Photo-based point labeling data
▼

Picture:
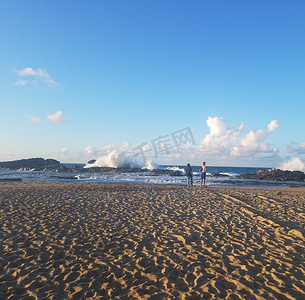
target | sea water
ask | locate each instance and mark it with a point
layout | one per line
(229, 178)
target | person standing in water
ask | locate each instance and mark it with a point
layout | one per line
(189, 175)
(203, 175)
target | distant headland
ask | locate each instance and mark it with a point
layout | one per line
(52, 165)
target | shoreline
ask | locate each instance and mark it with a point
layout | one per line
(142, 241)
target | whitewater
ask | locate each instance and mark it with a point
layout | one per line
(216, 176)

▲

REQUIREMENTS:
Copy the whole listing above word for word but do not carry over the pictures.

FULL OUTPUT:
Picture:
target | sea water
ask | locate each instance and mark it with a point
layout | one per line
(229, 178)
target | person standing in water
ask | locate each instance and mark it with a point
layout | one per line
(189, 175)
(203, 175)
target | distant headland
ask | locate each instance and mark it with a point
layout | one per line
(52, 165)
target | shoreline
ask | locate each instance and mark it with a point
layout | one per line
(142, 241)
target | whitewater
ask | locate each instance and mark it with a point
layout | one per line
(216, 176)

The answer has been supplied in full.